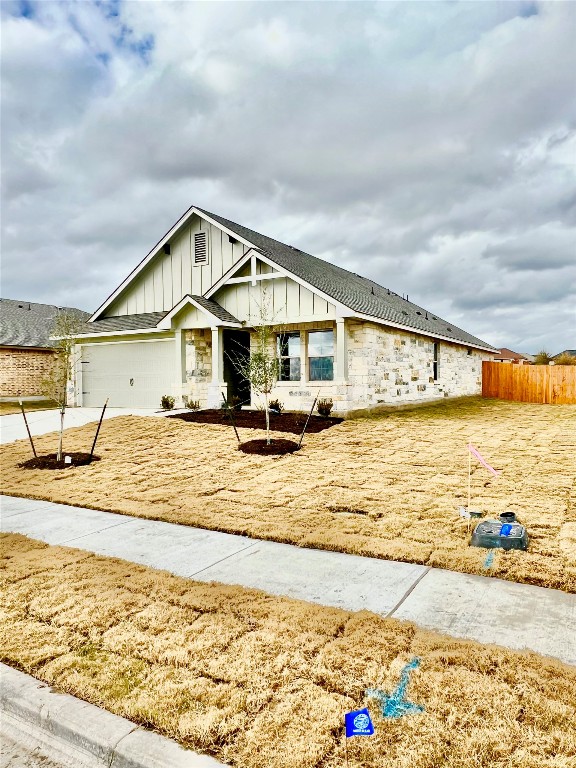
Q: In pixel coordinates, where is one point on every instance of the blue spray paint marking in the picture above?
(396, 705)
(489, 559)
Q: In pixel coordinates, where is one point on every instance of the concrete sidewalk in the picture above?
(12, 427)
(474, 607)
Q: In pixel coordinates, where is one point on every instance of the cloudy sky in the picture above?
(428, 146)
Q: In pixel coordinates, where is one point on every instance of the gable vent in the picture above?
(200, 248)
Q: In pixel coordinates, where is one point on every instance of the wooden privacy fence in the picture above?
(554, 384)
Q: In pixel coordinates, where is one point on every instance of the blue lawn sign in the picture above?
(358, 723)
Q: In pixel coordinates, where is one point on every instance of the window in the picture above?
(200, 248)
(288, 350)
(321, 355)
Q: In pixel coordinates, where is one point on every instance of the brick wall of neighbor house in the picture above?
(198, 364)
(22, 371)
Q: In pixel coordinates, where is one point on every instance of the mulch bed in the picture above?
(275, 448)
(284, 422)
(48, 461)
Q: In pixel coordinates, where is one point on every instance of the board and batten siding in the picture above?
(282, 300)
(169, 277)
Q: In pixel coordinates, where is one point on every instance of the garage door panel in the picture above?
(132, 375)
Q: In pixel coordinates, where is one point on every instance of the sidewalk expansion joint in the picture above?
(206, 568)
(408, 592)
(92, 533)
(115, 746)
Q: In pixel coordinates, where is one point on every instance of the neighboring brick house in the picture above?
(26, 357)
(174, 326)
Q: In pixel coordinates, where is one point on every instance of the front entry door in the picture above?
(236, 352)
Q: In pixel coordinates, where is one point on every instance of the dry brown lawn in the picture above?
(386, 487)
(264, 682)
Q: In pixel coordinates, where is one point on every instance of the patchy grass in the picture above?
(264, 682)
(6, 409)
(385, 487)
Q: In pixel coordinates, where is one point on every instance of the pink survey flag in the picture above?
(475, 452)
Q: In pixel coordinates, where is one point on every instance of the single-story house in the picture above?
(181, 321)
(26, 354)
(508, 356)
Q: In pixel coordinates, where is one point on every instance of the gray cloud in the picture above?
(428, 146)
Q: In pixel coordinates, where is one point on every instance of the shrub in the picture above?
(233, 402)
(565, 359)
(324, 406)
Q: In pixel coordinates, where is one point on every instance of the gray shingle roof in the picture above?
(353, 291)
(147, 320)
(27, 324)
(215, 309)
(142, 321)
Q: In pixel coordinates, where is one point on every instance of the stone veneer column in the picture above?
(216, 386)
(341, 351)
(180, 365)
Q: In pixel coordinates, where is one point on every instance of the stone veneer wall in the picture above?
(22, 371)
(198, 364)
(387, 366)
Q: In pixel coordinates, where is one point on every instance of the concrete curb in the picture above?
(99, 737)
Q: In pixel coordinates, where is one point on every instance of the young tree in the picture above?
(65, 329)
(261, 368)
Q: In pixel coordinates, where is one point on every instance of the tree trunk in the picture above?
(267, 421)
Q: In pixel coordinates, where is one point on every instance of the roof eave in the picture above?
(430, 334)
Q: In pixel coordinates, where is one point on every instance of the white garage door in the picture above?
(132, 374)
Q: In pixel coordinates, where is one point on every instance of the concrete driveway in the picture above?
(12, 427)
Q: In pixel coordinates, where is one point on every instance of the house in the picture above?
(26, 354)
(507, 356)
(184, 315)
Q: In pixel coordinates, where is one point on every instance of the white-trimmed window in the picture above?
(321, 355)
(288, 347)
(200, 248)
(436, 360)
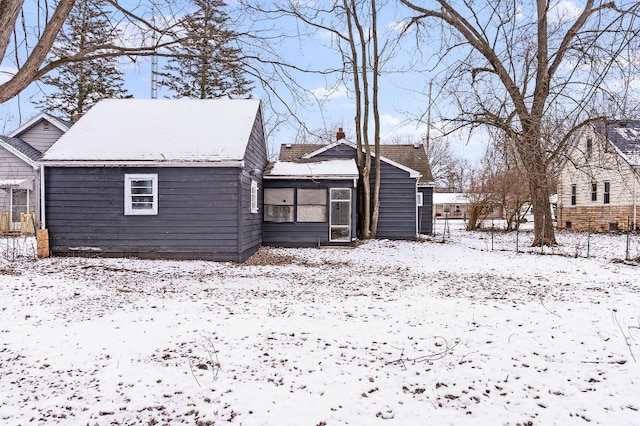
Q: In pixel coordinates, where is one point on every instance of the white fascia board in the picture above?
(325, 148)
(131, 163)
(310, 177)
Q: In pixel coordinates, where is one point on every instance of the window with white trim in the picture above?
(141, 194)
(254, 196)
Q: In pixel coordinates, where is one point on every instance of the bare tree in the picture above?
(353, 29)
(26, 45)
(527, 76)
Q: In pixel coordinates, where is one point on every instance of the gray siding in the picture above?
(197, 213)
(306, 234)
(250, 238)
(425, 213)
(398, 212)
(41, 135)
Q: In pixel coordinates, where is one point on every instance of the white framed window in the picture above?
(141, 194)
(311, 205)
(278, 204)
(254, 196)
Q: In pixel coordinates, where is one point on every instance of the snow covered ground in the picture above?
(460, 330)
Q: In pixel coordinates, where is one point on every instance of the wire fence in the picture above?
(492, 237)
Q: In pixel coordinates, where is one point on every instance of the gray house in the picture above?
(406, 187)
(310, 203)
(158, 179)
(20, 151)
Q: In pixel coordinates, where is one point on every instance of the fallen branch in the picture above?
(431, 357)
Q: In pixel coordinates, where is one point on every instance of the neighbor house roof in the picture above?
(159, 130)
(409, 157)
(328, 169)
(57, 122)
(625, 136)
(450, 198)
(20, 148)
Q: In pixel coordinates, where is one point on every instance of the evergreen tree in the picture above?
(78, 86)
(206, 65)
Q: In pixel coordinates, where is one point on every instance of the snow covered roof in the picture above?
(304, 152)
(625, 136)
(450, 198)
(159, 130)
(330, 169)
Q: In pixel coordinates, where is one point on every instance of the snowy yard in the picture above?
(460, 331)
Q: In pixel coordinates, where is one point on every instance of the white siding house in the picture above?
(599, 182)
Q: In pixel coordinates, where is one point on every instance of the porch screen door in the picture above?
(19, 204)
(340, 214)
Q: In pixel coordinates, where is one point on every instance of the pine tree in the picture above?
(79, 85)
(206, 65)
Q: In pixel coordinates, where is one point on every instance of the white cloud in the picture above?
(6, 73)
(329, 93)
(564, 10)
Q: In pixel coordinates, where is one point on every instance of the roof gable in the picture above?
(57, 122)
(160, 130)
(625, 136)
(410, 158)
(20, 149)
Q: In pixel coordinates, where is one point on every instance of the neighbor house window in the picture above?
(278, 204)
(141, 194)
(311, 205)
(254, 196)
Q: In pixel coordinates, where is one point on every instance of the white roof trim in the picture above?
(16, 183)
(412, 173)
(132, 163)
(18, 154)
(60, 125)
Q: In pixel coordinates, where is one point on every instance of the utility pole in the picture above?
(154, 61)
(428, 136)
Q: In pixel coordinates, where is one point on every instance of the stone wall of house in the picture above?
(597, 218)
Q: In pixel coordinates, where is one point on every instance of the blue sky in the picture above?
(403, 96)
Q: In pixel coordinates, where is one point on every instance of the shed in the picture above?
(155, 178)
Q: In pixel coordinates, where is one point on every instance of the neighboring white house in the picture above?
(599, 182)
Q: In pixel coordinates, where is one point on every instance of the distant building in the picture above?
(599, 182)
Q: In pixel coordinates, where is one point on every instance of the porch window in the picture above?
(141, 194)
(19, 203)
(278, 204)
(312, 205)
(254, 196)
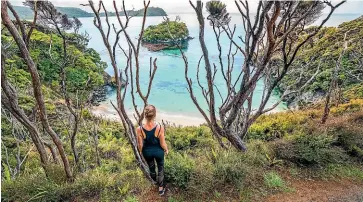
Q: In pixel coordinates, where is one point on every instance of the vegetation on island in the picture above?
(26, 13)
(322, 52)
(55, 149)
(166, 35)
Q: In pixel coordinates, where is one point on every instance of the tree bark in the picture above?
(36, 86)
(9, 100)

==

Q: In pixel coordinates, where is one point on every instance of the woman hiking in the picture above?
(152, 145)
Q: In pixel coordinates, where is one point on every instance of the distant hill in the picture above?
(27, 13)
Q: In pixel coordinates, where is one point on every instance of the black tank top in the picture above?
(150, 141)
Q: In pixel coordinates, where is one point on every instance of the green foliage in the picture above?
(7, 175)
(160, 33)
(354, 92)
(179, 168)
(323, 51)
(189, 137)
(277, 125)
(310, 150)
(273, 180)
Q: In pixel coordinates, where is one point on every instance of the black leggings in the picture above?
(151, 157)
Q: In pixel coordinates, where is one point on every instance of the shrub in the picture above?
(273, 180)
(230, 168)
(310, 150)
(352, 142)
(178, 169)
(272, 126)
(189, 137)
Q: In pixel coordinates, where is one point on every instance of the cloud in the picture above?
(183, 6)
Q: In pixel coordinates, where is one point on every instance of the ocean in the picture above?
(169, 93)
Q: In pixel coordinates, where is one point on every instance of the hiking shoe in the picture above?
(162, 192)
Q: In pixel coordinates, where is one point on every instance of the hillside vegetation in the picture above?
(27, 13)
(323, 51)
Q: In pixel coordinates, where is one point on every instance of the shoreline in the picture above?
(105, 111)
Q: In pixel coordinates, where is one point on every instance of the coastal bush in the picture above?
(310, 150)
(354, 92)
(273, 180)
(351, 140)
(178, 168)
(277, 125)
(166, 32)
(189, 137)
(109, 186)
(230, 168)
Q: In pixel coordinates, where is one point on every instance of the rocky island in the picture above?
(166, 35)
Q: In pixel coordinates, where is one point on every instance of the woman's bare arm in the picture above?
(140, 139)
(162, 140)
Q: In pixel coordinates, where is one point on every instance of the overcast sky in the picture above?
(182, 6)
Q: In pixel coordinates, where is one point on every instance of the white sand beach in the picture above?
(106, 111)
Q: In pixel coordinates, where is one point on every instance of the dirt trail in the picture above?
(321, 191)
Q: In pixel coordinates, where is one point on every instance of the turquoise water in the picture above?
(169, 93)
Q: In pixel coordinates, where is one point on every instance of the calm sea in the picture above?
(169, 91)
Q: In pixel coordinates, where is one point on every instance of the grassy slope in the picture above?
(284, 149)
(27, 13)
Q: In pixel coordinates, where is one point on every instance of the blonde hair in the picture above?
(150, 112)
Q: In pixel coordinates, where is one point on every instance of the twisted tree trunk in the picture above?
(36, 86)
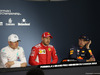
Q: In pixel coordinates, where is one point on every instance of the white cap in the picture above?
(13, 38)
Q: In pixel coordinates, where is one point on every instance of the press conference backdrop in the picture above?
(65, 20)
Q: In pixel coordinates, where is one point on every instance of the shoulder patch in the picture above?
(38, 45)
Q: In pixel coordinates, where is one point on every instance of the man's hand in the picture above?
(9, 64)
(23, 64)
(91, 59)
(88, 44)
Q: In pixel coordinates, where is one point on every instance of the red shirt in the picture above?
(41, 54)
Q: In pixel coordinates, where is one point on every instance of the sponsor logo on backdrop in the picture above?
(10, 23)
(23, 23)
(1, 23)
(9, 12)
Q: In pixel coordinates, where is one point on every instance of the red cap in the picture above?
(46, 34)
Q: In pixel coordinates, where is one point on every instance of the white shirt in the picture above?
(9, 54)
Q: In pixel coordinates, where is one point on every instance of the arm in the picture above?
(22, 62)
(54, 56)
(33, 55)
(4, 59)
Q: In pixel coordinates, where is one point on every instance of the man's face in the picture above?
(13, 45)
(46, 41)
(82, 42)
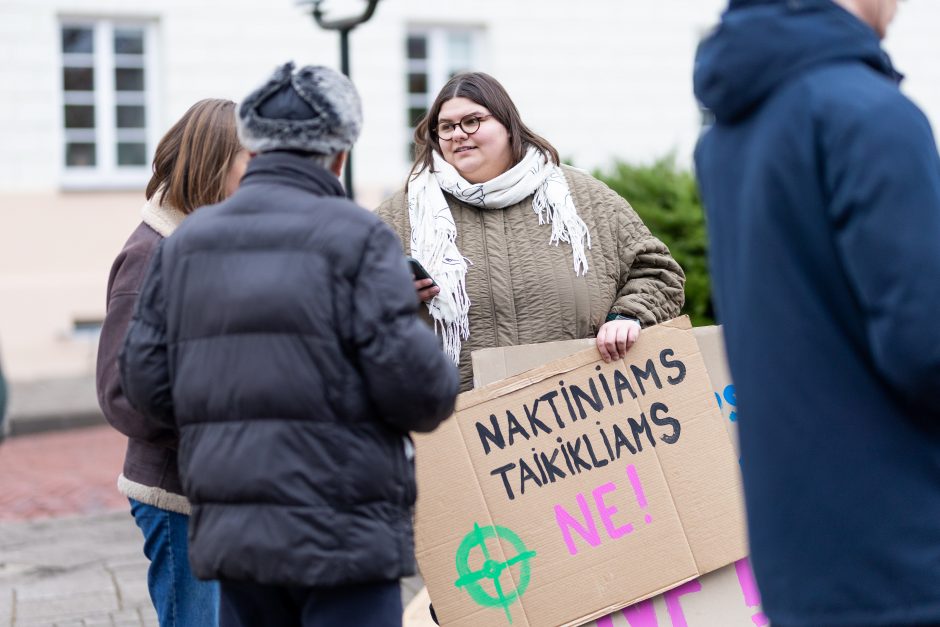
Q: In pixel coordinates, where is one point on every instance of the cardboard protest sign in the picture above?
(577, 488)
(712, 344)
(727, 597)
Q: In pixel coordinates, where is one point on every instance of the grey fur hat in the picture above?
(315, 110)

▸ **Work to complete**
Pull out every line of the records above that contains the word "vegetation".

▸ **Solution**
Q: In pixel coordinates, where is one point on every instance of the vegetation on island in the picture above?
Q: In pixel coordinates, where is one point on every instance of the hillside vegetation in the picture above?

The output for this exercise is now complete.